▶ Passage to read

In [None]:
import scipy.io as spio
import numpy as np
import matplotlib.pyplot as plt
from matplotlib import animation
from matplotlib.lines import Line2D
from IPython.display import HTML

def loadmat(filename):
    '''
    this function should be called instead of direct spio.loadmat
    as it cures the problem of not properly recovering python dictionaries
    from mat files. It calls the function check keys to cure all entries
    which are still mat-objects
    '''
    data = spio.loadmat(filename, struct_as_record=False, squeeze_me=True)
    return _check_keys(data)

def _check_keys(dict):
    '''
    checks if entries in dictionary are mat-objects. If yes
    todict is called to change them to nested dictionaries
    '''
    for key in dict:
        if isinstance(dict[key], spio.matlab.mio5_params.mat_struct):
            dict[key] = _todict(dict[key])

▶ Tasks for this exercise
1. Please copy the .mat loading code word for word, between "return _check_keys(data)" and "dict[key] = _todict(dict[key])", inclusive.
2. Extend the .mat loading code beyond its final line.
The items that come next have no connection to the .mat loading code.

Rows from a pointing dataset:
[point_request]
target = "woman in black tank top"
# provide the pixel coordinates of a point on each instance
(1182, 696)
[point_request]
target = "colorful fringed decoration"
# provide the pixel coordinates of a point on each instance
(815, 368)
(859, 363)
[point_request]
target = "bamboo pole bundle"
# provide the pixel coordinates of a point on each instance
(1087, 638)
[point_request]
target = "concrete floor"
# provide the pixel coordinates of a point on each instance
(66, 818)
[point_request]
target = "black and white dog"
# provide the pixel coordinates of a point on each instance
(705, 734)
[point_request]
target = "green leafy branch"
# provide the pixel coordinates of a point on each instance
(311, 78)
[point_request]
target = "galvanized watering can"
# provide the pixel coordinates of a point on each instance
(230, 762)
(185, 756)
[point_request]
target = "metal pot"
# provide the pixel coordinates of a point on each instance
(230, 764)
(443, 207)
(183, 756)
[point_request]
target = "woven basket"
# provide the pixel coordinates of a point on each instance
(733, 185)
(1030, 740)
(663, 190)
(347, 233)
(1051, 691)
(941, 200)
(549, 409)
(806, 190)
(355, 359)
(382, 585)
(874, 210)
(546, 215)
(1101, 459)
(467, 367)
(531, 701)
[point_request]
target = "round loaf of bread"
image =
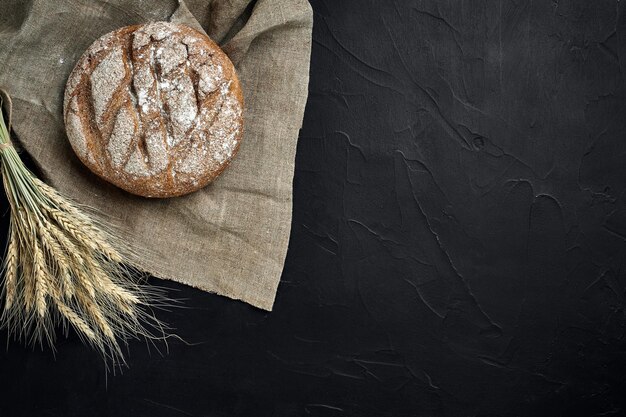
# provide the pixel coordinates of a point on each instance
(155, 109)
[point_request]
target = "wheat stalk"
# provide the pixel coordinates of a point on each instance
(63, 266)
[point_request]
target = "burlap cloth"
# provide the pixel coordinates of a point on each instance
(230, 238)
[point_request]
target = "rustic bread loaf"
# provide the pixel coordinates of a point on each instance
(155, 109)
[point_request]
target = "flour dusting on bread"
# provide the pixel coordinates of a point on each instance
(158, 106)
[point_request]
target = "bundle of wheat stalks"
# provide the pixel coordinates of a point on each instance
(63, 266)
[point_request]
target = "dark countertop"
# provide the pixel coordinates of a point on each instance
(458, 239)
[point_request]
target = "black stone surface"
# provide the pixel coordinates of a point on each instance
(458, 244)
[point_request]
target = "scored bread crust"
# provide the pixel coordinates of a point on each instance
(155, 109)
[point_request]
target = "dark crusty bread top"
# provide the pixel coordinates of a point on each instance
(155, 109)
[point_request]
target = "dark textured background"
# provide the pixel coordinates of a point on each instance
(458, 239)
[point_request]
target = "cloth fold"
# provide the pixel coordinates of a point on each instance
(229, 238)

==

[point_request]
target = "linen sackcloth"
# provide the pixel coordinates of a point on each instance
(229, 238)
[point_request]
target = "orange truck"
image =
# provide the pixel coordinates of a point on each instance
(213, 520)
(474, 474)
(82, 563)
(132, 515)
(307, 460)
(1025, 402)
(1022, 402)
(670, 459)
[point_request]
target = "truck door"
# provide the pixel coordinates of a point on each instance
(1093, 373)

▶ Responses by task
1.
return _check_keys(data)

def _check_keys(dict):
    '''
    checks if entries in dictionary are mat-objects. If yes
    todict is called to change them to nested dictionaries
    '''
    for key in dict:
        if isinstance(dict[key], spio.matlab.mio5_params.mat_struct):
            dict[key] = _todict(dict[key])

2.
    return dict        

def _todict(matobj):
    '''
    A recursive function which constructs from matobjects nested dictionaries
    '''
    dict = {}
    for strg in matobj._fieldnames:
        elem = matobj.__dict__[strg]
        if isinstance(elem, spio.matlab.mio5_params.mat_struct):
            dict[strg] = _todict(elem)
        else:
            dict[strg] = elem
    return dict

Variational Bayes Expectation Maximization (VB-EM algorithm)
---

Solve the factor analysis model: $$y = A x + \nu$$

Where $y$ is the data, $A$ is the mixing matrix (factor loading matrix), $x$ is the unknown, and $\nu$ is the noise. 

Let's load the data first, this data is an auditory evoked field (AEF) recording provided by Chang and Dr. John Houde's group.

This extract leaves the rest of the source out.